What to work on: Copy every record word for word. The images stay behind.

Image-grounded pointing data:
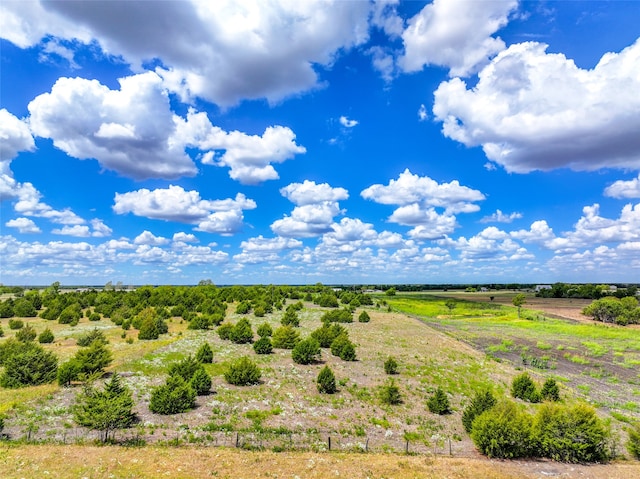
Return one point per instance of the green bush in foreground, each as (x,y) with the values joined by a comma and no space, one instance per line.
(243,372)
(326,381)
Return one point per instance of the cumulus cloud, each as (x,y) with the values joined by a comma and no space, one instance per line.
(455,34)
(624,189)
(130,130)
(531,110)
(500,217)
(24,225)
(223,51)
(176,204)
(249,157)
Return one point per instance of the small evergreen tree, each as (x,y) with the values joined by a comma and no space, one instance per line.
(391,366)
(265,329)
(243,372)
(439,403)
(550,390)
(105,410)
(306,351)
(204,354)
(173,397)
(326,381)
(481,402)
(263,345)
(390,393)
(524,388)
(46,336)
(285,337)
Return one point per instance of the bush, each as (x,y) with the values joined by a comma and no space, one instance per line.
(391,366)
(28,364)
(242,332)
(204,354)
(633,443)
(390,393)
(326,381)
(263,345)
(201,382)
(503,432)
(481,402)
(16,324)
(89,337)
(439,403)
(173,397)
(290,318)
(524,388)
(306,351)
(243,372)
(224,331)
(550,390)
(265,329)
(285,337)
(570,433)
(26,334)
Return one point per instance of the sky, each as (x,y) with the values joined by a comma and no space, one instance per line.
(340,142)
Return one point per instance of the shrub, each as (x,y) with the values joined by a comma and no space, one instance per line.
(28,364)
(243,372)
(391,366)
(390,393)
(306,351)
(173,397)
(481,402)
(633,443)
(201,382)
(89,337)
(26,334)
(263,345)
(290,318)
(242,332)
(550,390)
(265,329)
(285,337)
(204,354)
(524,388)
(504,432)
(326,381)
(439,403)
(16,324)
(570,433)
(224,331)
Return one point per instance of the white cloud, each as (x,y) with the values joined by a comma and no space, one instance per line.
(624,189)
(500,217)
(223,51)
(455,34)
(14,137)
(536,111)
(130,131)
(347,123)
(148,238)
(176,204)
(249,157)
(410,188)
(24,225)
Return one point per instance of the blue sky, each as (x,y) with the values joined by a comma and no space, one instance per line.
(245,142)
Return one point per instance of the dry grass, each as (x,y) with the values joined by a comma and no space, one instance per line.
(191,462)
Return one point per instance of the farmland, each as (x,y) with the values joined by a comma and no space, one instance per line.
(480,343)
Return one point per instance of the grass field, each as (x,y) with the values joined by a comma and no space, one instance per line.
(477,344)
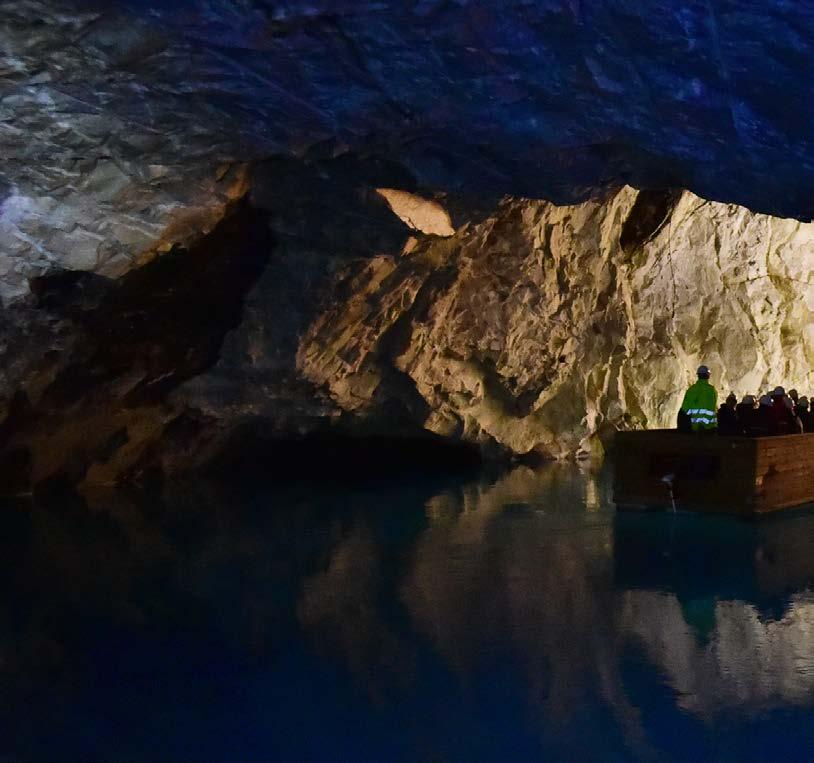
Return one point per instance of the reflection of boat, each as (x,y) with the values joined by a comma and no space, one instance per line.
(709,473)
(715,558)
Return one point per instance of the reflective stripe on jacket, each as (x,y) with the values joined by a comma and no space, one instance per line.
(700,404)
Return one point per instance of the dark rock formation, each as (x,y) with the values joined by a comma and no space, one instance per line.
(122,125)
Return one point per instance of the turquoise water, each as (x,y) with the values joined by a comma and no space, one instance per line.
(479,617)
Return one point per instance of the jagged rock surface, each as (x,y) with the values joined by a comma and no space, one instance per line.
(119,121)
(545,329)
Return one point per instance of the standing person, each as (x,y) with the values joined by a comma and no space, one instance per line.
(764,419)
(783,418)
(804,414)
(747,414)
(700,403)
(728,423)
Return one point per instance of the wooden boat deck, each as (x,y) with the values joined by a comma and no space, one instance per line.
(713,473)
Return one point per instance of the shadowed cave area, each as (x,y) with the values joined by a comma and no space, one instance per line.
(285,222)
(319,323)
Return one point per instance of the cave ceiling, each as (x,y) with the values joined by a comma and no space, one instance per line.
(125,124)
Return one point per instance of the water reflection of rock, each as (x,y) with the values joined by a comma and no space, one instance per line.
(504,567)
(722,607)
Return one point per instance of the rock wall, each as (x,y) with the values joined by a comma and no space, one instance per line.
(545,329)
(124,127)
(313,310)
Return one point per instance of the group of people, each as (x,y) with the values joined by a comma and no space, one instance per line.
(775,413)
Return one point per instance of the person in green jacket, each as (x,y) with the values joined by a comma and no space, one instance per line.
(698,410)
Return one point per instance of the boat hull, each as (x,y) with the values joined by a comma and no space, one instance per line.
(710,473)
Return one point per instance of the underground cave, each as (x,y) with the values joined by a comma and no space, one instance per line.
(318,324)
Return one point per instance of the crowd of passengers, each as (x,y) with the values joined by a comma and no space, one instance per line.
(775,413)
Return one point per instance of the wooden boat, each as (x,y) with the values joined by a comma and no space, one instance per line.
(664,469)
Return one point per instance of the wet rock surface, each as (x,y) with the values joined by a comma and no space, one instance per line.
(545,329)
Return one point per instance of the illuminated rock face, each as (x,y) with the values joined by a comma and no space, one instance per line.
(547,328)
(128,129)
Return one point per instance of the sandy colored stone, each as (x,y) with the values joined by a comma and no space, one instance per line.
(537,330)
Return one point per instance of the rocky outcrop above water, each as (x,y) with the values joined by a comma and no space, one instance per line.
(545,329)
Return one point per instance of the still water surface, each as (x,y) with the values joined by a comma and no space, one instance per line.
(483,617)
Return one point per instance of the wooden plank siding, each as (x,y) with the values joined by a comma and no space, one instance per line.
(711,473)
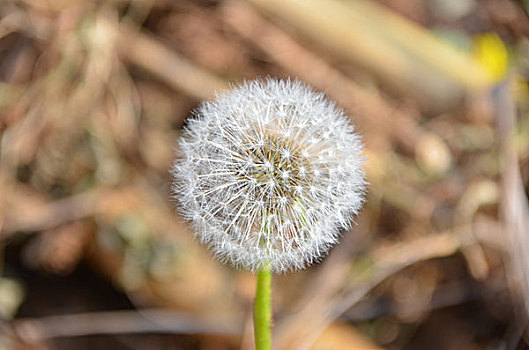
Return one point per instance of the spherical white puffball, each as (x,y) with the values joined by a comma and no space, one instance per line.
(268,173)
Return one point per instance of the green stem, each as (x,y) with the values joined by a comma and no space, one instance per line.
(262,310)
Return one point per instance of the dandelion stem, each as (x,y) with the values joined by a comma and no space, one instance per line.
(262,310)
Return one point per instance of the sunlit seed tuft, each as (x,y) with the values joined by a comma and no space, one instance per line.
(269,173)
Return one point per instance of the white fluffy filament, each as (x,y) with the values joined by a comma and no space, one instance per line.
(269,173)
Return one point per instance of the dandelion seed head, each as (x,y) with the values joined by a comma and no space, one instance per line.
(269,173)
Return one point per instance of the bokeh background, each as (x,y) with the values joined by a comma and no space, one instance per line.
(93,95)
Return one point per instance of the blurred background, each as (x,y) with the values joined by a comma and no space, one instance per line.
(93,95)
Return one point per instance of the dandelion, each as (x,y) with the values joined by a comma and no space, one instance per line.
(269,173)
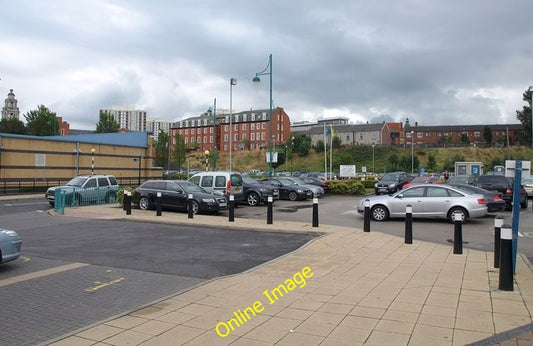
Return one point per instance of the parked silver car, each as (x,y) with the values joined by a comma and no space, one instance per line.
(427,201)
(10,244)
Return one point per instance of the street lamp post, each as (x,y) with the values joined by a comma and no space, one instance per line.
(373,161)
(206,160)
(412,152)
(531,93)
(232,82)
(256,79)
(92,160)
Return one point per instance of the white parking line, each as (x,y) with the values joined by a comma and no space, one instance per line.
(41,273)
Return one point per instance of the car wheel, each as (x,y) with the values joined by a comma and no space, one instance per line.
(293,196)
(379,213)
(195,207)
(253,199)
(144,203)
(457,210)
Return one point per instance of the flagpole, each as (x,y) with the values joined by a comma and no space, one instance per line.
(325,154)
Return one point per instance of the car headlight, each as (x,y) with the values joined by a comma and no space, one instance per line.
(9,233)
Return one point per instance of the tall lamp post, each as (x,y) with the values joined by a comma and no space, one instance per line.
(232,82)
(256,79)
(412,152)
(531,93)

Written response:
Return one point per instance of the green bush in foreground, each as (x,y) with the values joined by a comma and no space, one instance per line.
(243,372)
(326,381)
Return one point per instance of the cumulus cloud, each as (x,y) with the values joined by a comma and no space, one instance per line.
(455,34)
(624,189)
(130,130)
(531,110)
(500,217)
(24,225)
(223,51)
(176,204)
(249,157)
Return one point per instance of the small evergreen tree, each as (x,y) with the values joined by a comma and no space, one instance per line.
(391,366)
(265,329)
(243,372)
(439,403)
(550,390)
(105,410)
(306,351)
(204,354)
(173,397)
(326,381)
(481,402)
(263,345)
(390,393)
(524,388)
(46,336)
(285,337)
Return one point per instance of the bush, each as (x,y) with the values joined by a comma and no space, one instance per line.
(391,366)
(28,364)
(242,332)
(204,354)
(633,443)
(390,393)
(326,381)
(263,345)
(201,382)
(503,432)
(481,402)
(16,324)
(89,337)
(439,403)
(173,397)
(290,318)
(524,388)
(306,351)
(243,372)
(224,331)
(550,390)
(265,329)
(285,337)
(570,433)
(26,334)
Return one point per instance of the sky, each as (x,y) with the values joined by a comma and no space, one instance per line.
(340,142)
Return one point per instance of the shrub, each as (x,y) with the values joined by a comma and no space, one instance per line.
(28,364)
(243,372)
(391,366)
(390,393)
(306,351)
(173,397)
(481,402)
(633,443)
(201,382)
(89,337)
(26,334)
(263,345)
(290,318)
(242,332)
(550,390)
(265,329)
(285,337)
(204,354)
(524,388)
(504,432)
(326,381)
(439,403)
(16,324)
(570,433)
(224,331)
Return one point per instance of the white cloud, each as (x,y) with the values joined by a comma and no space, one instance per line.
(624,189)
(500,217)
(223,51)
(455,34)
(14,137)
(536,111)
(130,131)
(347,123)
(148,238)
(176,204)
(249,157)
(410,188)
(24,225)
Return one point per instance of the blue sky, each as (x,y) with the values joined by a comma and no space, one instance per line.
(245,142)
Return one point per instance of the dry grass, each as (x,y) with the values joined by a comma and no space, one instance per line.
(191,462)
Return one point per instance of the farmland, each as (x,y) with the values joined by a comma and no space, one instance per line.
(480,343)
Return one point per instance of the grass field, each as (x,y) with the values joined by a comma and no space, one instance per line.
(477,344)
Return one point per instance of the reflection of boat, each as (x,y) with the values joined by a comma and no space, one instance per line.
(709,473)
(715,558)
Return one point per instance of the reflective stripe on jacket, each as (x,y) with the values joined by a comma and no space, one instance per line.
(700,404)
Return one point per instance of the dark rock formation, each as (x,y) with the values joined by a comma and no space, one instance per line.
(122,125)
Return one point per instance of the turquoise water, each as (x,y) with the values joined by a comma and no space, one instance per line.
(479,617)
Return one point per instance of the jagged rock surface, each as (x,y) with the values joined by a comma and no space, one instance per line.
(119,121)
(545,329)
Return one point per instance of the standing person, each as (x,y) with the values joined by a comma and no space, one instance per line.
(764,419)
(783,418)
(804,414)
(747,414)
(700,403)
(728,423)
Return one point per instance of the wooden boat deck, each as (x,y) with the values joined by a comma and no space, one instance per line.
(713,473)
Return one point per instance of the shadowed cave area, each as (x,y) with the values joined by a comma and no space, one instance per line.
(285,222)
(319,323)
Return one point per instance of the cave ceiling, each as (x,y) with the values joined by a comma and no space, one instance per line.
(125,124)
Return one point per instance of the water reflection of rock, each as (x,y) with the values joined by a comma and no space, one instance per line.
(504,567)
(722,607)
Return one point per instance of the rock wall, each as (x,y) with the values joined by a comma and no space, one instance per line.
(545,329)
(124,127)
(313,310)
Return one point per instance of the group of people, each as (x,y) with the values joined by a comma and no space, one instance per line.
(775,413)
Return one point per instance of the person in green jacket, each as (x,y) with the values joined by a comma and no space, one instance per line.
(698,410)
Return one point per instance of the boat hull, each as (x,y) with the values joined by a comma and no space, one instance per line.
(710,473)
Return one point per instance of the underground cave, each as (x,y) with the values joined by a comma and no space, one instance per line.
(318,324)
Return one point per instance of the crowd of passengers, each as (x,y) with the values joined by a comma and no space, one instance per line.
(775,413)
Return one point per instance of the wooden boat, each as (x,y) with the values joined by a comma and no space, one instance per line.
(664,469)
Return one point per instance of the wet rock surface, each as (x,y) with the values joined by a comma and no space, one instance per line.
(545,329)
Return one point per instance of the illuminated rock face, each as (x,y) with the values joined by a comma and no space, one instance per line.
(547,328)
(128,129)
Return one point per instance of the sandy colored stone, each as (x,y) with the values joined by a comma and no space, one instance per line.
(537,330)
Return one point per instance of the rocky outcrop above water, each as (x,y) with the values joined by a comma and no space, one instance per line.
(545,329)
Return one point per instance of the still water surface, each as (x,y) with the values joined by a comma and no space, one instance per line.
(483,617)
Return one point per instance of the wooden plank siding, each as (x,y) with the values joined by a comma and no space, one instance per line.
(711,473)
Return one point per instance of the spherical white puffball, each as (x,y) with the values joined by a comma and no space, one instance per line.
(268,173)
Return one point per instance of the green stem, each as (x,y) with the values joined by a comma and no space, one instance per line.
(262,310)
Return one point per instance of the dandelion stem, each as (x,y) with the values joined by a comma and no space, one instance per line.
(262,310)
Return one point per instance of the sunlit seed tuft, each as (x,y) with the values joined by a comma and no space, one instance per line.
(269,173)
Return one point per instance of the white fluffy filament, each as (x,y) with the values joined by a comma and no space, one instance per line.
(269,173)
Return one point per instance of the dandelion seed head, each as (x,y) with the values joined by a comma and no space, one instance per line.
(269,173)
Return one point per instance of the bokeh background, each as (x,y) with the values joined by a comma and no space, one instance per line.
(93,95)
Return one point per instance of the blurred background, each as (x,y) with the values joined by a comma and no space, one instance per line.
(93,95)
Return one point per instance of the dandelion, each as (x,y) with the values joined by a comma and no space, one instance per line.
(269,173)
Return one point per instance of the parked silver car, each as (x,y) with the values joined by a comma and no space, one instance per line.
(427,201)
(10,244)
Return one point per instance of the street lamp post, each as (x,y) with the values joined by a comma and no space, one instance per line.
(373,161)
(206,160)
(412,152)
(531,93)
(232,82)
(256,79)
(92,160)
Return one point per instance of the white parking line, each as (x,y) with the values joined by a comma and no space, one instance per line.
(41,273)
Return one point per instance of the car wheel, each as (x,y) with the values joined by a comma and no space, one instance per line.
(293,196)
(379,213)
(195,207)
(253,199)
(144,203)
(457,210)
Return one point per instance of the flagpole, each as (x,y) with the values joined by a comma and no space, one instance per line.
(325,154)
Return one point per instance of the car headlight, each as (x,y) with the values joined by a comma and no space, one instance per line.
(9,233)
Return one point per instance of the tall lamp post, each as (x,y) with the values joined by a comma and no space, one instance per line.
(232,82)
(256,79)
(412,152)
(531,93)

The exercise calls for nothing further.